Indeed, while Marx believed that all human phenomena are simply expressions of an underlying economic system, progressivism holds precisely the opposite. Progressives believe that economic systems are expressions of the souls of individual human beings. If a system is unjust, it is because those who built and rule it are unjust. They suffer from some malady of the soul like hate, greed, lust for power, racism, homo/transphobia, etc. If the system is to be made just, the unjust who built and rule it must repent, mend their ways, and make restitution. By doing so, they will, as the prophet put it, “cease to do evil, learn to do good.”
Thus, progressivism, like the Christianity from which it emerged, is in the business of saving souls. Though it would not use such terms, it believes in man’s sinful nature. Once the catechism is accepted, however, the sinner is born again and can live a new and virtuous life.
Of course, progressivism has long since amputated the specifically religious trappings of these ideas. For example, it has no interest in most of Christianity’s strict rules of behavior, especially in the realm of sexuality. But Christianity’s understanding of the process of redemption has remained. Also, to a certain extent, have the ethics of the beatitudes, such as “blessed are the meek” and “woe unto those who are rich.” In effect, progressivism has transmuted Christian religious principles into secular political loyalties.

▶ **TASK REQUIREMENTS**:
In the passage on progressivism, what do progressives believe economic systems are expressions of?

▶ **SOURCE MATERIAL**:
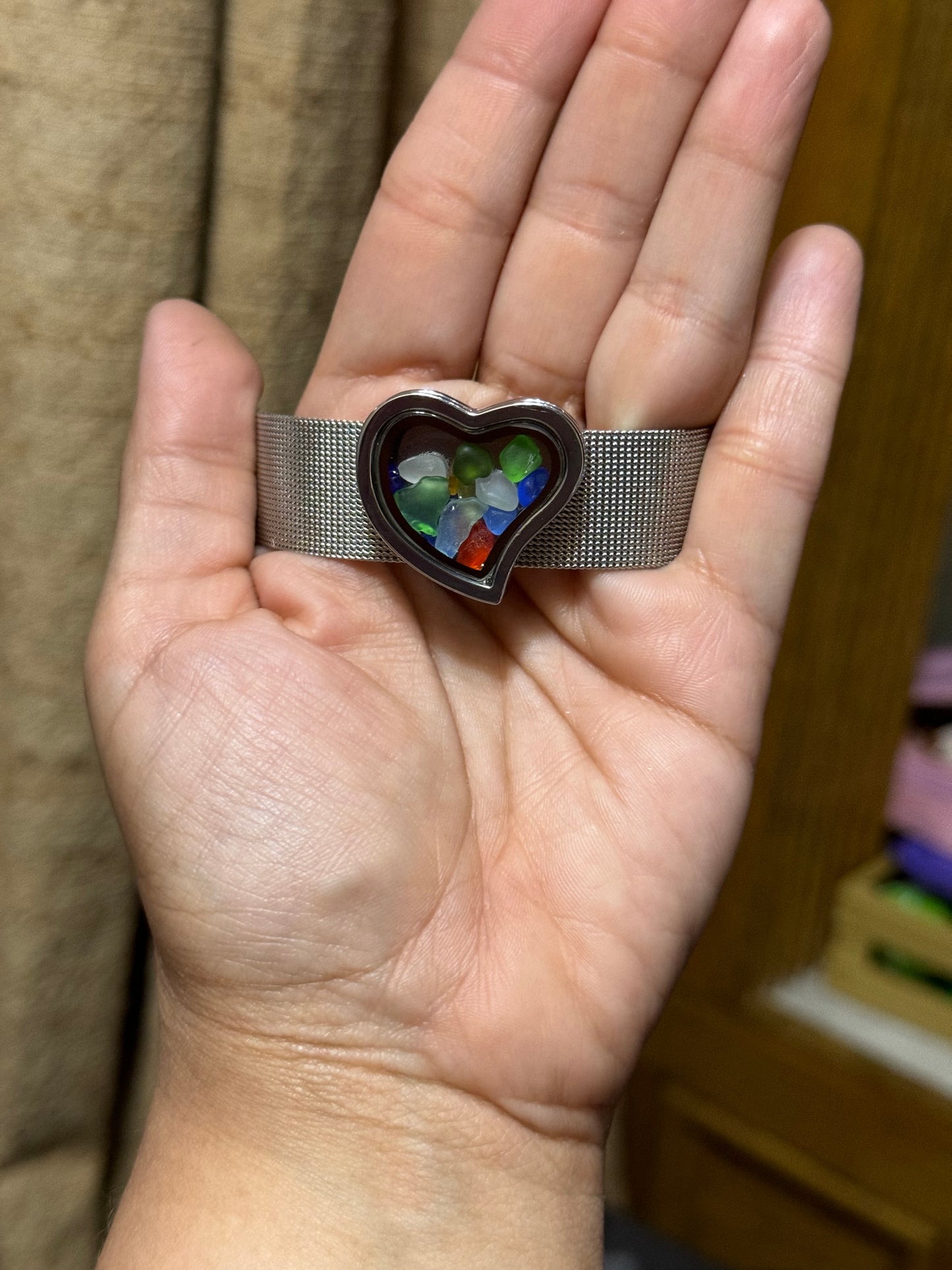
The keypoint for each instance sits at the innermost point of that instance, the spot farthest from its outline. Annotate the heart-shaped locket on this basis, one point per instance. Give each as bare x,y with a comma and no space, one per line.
457,493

▶ **RESULT OF THE TASK**:
The souls of individual human beings.